BEGIN

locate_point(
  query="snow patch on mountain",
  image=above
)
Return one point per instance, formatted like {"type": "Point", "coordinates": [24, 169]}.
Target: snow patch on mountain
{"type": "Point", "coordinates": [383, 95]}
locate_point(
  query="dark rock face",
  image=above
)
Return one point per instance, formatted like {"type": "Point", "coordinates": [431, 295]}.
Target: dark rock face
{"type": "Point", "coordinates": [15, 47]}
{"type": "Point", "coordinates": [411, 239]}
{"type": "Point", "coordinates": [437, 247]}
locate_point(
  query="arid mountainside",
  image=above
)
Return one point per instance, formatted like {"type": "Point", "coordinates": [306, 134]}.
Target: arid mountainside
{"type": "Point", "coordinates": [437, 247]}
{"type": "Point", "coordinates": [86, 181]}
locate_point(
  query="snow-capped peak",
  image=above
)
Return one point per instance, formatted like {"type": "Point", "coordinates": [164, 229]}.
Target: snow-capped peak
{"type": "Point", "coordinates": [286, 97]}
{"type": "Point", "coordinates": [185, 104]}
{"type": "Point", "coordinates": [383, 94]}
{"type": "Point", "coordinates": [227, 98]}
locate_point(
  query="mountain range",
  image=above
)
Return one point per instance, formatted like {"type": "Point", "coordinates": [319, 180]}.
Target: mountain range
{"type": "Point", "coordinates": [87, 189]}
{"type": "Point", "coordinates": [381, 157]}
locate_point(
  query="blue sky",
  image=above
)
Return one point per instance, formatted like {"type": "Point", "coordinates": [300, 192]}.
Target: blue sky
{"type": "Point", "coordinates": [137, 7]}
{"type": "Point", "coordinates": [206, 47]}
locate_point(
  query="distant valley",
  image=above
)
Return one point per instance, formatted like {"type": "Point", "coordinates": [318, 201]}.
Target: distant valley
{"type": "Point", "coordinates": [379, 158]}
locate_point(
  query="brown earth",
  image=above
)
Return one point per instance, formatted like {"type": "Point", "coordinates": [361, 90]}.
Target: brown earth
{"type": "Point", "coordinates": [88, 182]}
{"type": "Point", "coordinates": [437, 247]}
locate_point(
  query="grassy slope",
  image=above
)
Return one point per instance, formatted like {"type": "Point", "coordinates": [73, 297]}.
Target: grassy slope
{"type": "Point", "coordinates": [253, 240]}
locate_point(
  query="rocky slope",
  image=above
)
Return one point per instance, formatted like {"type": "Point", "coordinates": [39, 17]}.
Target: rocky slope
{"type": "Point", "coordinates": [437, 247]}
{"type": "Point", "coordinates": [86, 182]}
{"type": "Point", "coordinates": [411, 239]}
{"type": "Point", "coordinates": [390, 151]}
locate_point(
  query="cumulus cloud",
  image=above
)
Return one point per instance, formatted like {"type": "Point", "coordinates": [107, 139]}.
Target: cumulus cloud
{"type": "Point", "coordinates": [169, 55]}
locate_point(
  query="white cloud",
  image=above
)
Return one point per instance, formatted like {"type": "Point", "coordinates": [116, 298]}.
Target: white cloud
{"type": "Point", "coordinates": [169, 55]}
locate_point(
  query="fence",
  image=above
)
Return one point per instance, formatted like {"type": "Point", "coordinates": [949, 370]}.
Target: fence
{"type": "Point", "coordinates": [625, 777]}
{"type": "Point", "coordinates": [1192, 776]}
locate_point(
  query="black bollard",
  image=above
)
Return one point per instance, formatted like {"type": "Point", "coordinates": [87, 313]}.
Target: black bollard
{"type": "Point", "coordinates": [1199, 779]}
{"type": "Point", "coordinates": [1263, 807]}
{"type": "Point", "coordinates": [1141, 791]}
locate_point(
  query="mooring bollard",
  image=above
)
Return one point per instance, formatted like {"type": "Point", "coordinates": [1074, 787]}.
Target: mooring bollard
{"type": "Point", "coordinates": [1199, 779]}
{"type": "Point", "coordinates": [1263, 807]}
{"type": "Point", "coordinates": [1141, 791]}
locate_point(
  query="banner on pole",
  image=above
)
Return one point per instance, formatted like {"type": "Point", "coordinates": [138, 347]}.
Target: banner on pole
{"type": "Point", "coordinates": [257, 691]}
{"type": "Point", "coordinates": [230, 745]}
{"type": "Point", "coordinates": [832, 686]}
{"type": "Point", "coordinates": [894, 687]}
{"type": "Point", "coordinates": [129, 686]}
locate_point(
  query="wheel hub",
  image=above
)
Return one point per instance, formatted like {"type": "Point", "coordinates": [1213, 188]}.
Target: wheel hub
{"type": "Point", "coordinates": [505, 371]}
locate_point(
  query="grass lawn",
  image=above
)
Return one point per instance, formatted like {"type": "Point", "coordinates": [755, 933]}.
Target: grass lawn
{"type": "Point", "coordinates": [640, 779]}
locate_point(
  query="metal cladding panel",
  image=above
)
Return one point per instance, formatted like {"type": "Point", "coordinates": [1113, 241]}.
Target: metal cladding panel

END

WHAT YOU ARE ASKED TO DO> Print the data above exactly.

REPLY TO THE EXERCISE>
locate_point(
  query="snow patch on mountain",
  image=above
)
Return one point per instance, formatted like {"type": "Point", "coordinates": [24, 169]}.
Target: snow patch on mountain
{"type": "Point", "coordinates": [383, 95]}
locate_point(
  query="dark rock face",
  image=above
)
Return one point per instance, formatted like {"type": "Point", "coordinates": [431, 295]}.
Target: dark rock face
{"type": "Point", "coordinates": [15, 47]}
{"type": "Point", "coordinates": [411, 239]}
{"type": "Point", "coordinates": [437, 247]}
locate_point(
  query="arid mountainside",
  image=above
)
Return one point per instance, formatted like {"type": "Point", "coordinates": [306, 134]}.
Target: arid mountainside
{"type": "Point", "coordinates": [437, 247]}
{"type": "Point", "coordinates": [86, 181]}
locate_point(
  query="snow-capped peak",
  image=above
)
Return one point per instance, formatted like {"type": "Point", "coordinates": [164, 229]}.
Target: snow-capped peak
{"type": "Point", "coordinates": [286, 97]}
{"type": "Point", "coordinates": [185, 104]}
{"type": "Point", "coordinates": [383, 94]}
{"type": "Point", "coordinates": [227, 98]}
locate_point(
  query="mountain range",
  image=above
)
Return one point per instance, formatted like {"type": "Point", "coordinates": [319, 180]}.
Target: mountain range
{"type": "Point", "coordinates": [87, 189]}
{"type": "Point", "coordinates": [381, 157]}
locate_point(
  query="blue sky",
  image=above
)
Return one point per instance, formatted like {"type": "Point", "coordinates": [300, 192]}.
Target: blue sky
{"type": "Point", "coordinates": [137, 7]}
{"type": "Point", "coordinates": [206, 47]}
locate_point(
  query="distant valley",
  image=above
)
Return one point per instance, formatted like {"type": "Point", "coordinates": [318, 201]}.
Target: distant valley
{"type": "Point", "coordinates": [379, 158]}
locate_point(
  query="brown earth",
  image=above
)
Return one point per instance, formatted like {"type": "Point", "coordinates": [361, 90]}.
Target: brown earth
{"type": "Point", "coordinates": [88, 182]}
{"type": "Point", "coordinates": [437, 247]}
locate_point(
  query="grassy slope",
  image=above
)
Return one point per instance, formatted like {"type": "Point", "coordinates": [73, 297]}.
Target: grassy slope
{"type": "Point", "coordinates": [253, 240]}
locate_point(
  query="rocky slope",
  image=above
)
Return one point per instance, formatted like {"type": "Point", "coordinates": [39, 17]}.
Target: rocky slope
{"type": "Point", "coordinates": [437, 247]}
{"type": "Point", "coordinates": [86, 182]}
{"type": "Point", "coordinates": [411, 239]}
{"type": "Point", "coordinates": [390, 151]}
locate_point(
  query="cumulus cloud",
  image=above
)
Return one point per instance, formatted like {"type": "Point", "coordinates": [107, 139]}.
Target: cumulus cloud
{"type": "Point", "coordinates": [169, 55]}
locate_point(
  query="white cloud",
  image=above
)
Return one point per instance, formatted like {"type": "Point", "coordinates": [116, 298]}.
Target: white cloud
{"type": "Point", "coordinates": [169, 55]}
locate_point(
  query="fence",
  image=above
)
Return one point per instance, formatted like {"type": "Point", "coordinates": [949, 370]}.
Target: fence
{"type": "Point", "coordinates": [625, 777]}
{"type": "Point", "coordinates": [1192, 776]}
locate_point(
  query="black bollard",
  image=above
)
Return one point per instance, formatted like {"type": "Point", "coordinates": [87, 313]}.
Target: black bollard
{"type": "Point", "coordinates": [1199, 779]}
{"type": "Point", "coordinates": [1263, 807]}
{"type": "Point", "coordinates": [1141, 791]}
locate_point(
  query="mooring bollard",
  image=above
)
Return one point per instance, formatted like {"type": "Point", "coordinates": [1074, 787]}.
Target: mooring bollard
{"type": "Point", "coordinates": [1199, 779]}
{"type": "Point", "coordinates": [1263, 807]}
{"type": "Point", "coordinates": [1141, 791]}
locate_point(
  query="banner on pole",
  image=above
)
Return one point per instance, formatted like {"type": "Point", "coordinates": [138, 347]}.
Target: banner on pole
{"type": "Point", "coordinates": [257, 691]}
{"type": "Point", "coordinates": [230, 745]}
{"type": "Point", "coordinates": [832, 686]}
{"type": "Point", "coordinates": [894, 687]}
{"type": "Point", "coordinates": [129, 686]}
locate_point(
  query="wheel hub",
  image=above
)
Return one point per instance, formatted like {"type": "Point", "coordinates": [1213, 188]}.
Target: wheel hub
{"type": "Point", "coordinates": [505, 371]}
locate_point(
  query="grass lawn",
  image=above
)
Return one point per instance, formatted like {"type": "Point", "coordinates": [755, 933]}.
Target: grass lawn
{"type": "Point", "coordinates": [640, 779]}
locate_point(
  query="metal cladding panel",
  image=above
)
Return one point per instance, formatted like {"type": "Point", "coordinates": [1113, 241]}.
Target: metal cladding panel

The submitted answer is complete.